**What the task requires:**
Report every line in the records below that contains the word "white", treating case as significant.

**Data provided:**
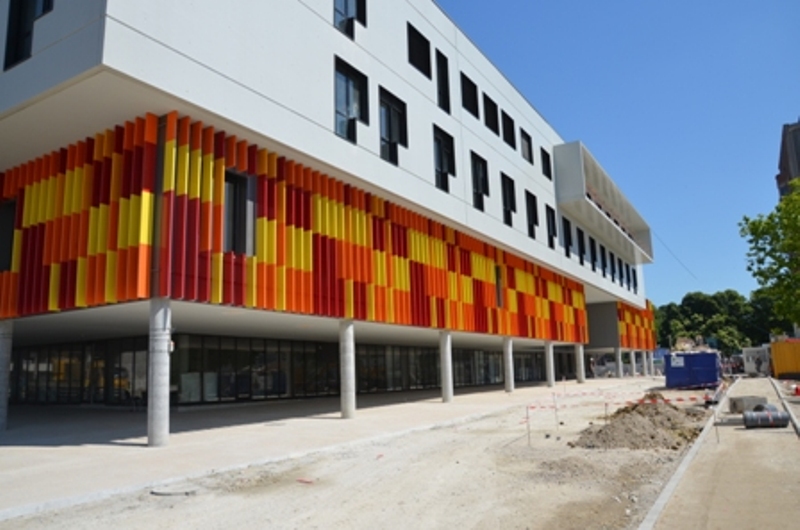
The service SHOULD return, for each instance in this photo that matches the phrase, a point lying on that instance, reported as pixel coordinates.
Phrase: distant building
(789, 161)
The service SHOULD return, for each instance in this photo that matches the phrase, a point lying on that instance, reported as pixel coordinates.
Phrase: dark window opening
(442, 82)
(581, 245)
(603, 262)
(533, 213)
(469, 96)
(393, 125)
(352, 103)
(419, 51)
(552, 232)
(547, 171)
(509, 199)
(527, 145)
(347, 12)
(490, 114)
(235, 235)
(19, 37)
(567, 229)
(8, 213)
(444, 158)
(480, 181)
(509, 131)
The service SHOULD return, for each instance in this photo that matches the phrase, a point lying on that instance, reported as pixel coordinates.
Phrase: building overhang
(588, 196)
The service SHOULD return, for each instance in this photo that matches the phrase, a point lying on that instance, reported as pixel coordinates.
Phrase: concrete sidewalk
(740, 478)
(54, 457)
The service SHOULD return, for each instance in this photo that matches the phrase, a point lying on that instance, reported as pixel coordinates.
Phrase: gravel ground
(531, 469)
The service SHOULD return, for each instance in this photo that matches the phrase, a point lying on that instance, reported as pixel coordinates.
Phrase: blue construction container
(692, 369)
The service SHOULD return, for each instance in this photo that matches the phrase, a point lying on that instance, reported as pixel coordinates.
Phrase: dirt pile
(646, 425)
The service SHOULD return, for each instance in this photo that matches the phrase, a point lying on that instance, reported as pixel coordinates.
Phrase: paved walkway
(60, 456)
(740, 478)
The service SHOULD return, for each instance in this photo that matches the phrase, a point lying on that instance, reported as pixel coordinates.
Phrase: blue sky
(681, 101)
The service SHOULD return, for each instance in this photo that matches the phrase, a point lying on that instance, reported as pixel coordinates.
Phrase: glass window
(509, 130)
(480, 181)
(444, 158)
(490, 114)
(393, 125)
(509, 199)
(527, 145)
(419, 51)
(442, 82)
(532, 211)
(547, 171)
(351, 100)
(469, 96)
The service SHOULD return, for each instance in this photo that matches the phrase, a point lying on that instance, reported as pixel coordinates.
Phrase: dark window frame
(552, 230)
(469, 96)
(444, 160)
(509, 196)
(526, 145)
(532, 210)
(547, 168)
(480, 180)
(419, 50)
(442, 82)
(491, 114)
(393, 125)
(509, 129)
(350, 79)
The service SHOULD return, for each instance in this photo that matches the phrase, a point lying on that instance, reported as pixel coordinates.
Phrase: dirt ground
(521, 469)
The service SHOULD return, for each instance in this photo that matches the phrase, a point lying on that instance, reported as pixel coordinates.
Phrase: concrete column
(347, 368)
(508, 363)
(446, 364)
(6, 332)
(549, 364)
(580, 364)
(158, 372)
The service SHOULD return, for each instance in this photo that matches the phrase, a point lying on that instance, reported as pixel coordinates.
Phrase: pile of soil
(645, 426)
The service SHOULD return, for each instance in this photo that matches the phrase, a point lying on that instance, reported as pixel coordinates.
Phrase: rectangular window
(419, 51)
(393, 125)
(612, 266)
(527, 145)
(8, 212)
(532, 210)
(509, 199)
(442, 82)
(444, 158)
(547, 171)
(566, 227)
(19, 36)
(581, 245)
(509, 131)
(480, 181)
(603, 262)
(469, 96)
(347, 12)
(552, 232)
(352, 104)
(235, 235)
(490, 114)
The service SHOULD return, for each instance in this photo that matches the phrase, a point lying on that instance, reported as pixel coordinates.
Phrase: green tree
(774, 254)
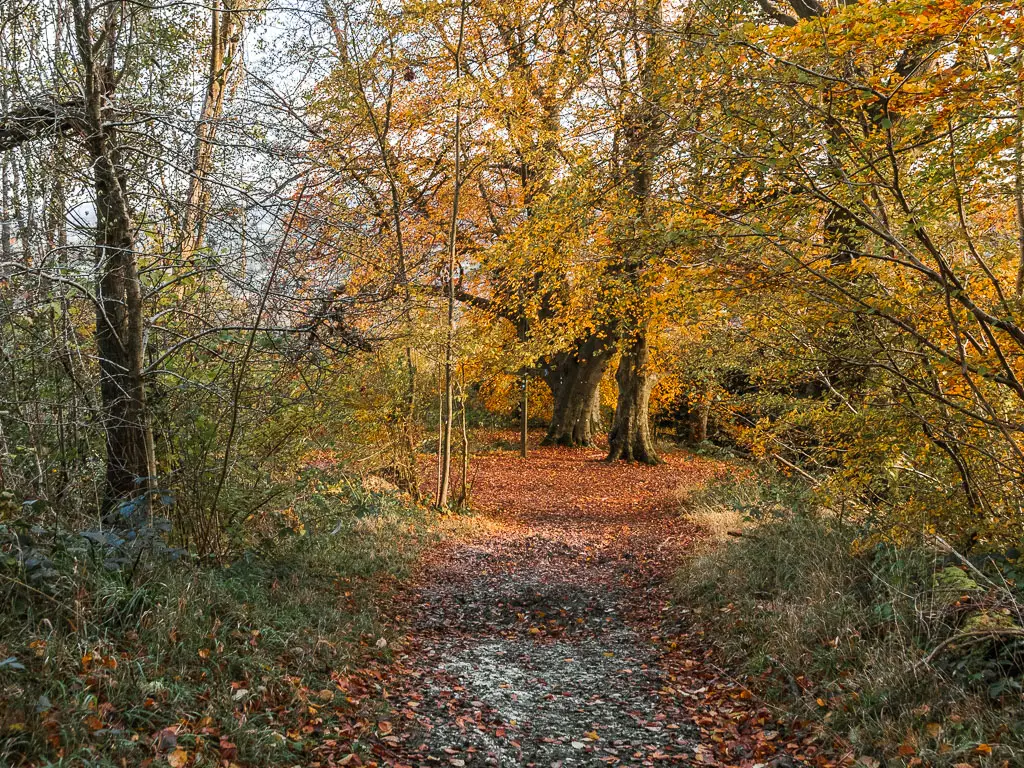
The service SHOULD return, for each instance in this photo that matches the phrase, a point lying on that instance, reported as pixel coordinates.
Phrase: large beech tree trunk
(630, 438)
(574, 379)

==

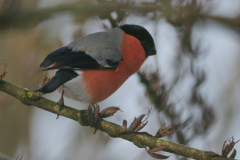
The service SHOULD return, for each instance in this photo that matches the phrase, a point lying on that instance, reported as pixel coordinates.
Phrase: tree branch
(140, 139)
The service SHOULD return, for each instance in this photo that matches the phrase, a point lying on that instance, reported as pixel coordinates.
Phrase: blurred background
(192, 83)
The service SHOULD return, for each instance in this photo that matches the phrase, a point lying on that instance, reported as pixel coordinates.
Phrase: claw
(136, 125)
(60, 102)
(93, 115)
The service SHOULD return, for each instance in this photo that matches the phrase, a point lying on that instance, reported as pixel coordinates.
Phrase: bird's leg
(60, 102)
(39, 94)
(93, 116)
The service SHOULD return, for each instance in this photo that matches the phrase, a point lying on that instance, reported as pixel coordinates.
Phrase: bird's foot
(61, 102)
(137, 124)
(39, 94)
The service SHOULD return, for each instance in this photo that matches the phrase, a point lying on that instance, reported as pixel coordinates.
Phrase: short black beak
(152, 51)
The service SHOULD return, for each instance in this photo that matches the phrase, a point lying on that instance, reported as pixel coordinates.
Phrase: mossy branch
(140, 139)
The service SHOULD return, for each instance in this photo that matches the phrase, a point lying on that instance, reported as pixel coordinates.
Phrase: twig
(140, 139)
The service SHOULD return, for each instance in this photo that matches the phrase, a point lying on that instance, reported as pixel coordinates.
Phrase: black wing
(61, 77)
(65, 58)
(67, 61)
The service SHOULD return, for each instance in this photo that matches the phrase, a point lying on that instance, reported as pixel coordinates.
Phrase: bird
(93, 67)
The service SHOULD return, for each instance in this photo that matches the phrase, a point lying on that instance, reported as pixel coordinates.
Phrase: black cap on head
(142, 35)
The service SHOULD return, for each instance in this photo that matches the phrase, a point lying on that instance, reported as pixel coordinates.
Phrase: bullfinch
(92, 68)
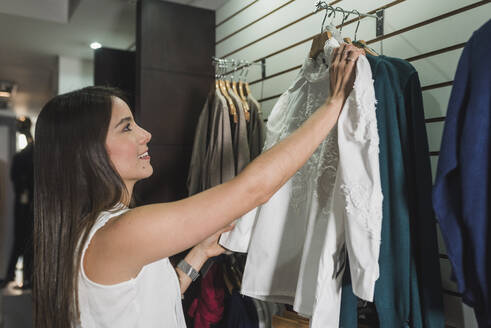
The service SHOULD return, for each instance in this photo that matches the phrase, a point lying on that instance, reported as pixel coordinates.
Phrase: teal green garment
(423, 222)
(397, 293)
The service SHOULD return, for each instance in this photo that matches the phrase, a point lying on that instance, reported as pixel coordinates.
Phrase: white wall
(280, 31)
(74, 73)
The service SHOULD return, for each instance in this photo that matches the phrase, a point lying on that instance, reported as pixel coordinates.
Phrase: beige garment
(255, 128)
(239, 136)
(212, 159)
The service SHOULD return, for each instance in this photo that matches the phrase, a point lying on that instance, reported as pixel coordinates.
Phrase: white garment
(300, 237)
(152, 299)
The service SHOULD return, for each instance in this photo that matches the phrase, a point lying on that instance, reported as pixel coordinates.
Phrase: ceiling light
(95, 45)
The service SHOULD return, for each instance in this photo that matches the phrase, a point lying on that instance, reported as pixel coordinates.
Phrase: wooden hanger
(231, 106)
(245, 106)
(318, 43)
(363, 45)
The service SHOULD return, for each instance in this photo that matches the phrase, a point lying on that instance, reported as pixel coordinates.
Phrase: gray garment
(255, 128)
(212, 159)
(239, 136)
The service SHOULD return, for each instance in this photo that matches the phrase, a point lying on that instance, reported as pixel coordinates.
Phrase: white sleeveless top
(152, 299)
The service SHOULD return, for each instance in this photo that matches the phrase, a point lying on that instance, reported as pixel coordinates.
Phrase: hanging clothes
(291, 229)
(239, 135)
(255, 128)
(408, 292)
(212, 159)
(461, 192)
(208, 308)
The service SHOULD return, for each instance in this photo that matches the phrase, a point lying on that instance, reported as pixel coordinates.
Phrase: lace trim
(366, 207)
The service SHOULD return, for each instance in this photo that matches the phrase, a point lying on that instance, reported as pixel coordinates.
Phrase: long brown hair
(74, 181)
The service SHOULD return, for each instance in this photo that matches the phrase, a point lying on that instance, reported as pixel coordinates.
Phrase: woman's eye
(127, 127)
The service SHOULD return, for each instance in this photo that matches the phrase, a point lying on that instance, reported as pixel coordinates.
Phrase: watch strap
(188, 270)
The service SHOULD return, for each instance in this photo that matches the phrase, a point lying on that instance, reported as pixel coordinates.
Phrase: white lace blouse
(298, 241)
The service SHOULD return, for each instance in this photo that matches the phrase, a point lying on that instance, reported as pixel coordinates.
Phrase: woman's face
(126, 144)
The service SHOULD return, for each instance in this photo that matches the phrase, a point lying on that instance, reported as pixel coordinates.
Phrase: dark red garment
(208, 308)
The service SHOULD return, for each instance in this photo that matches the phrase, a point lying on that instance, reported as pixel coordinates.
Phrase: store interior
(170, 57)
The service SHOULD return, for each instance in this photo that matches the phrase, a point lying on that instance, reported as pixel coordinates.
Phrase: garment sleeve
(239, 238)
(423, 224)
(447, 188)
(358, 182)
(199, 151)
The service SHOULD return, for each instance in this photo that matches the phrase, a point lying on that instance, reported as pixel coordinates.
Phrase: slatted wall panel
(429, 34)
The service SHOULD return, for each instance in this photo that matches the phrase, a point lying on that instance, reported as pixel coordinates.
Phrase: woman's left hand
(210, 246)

**Response to this exercise:**
Phrase: white wall
Phrase: white garment
Phrase: white sleeveless top
Phrase: white lace blouse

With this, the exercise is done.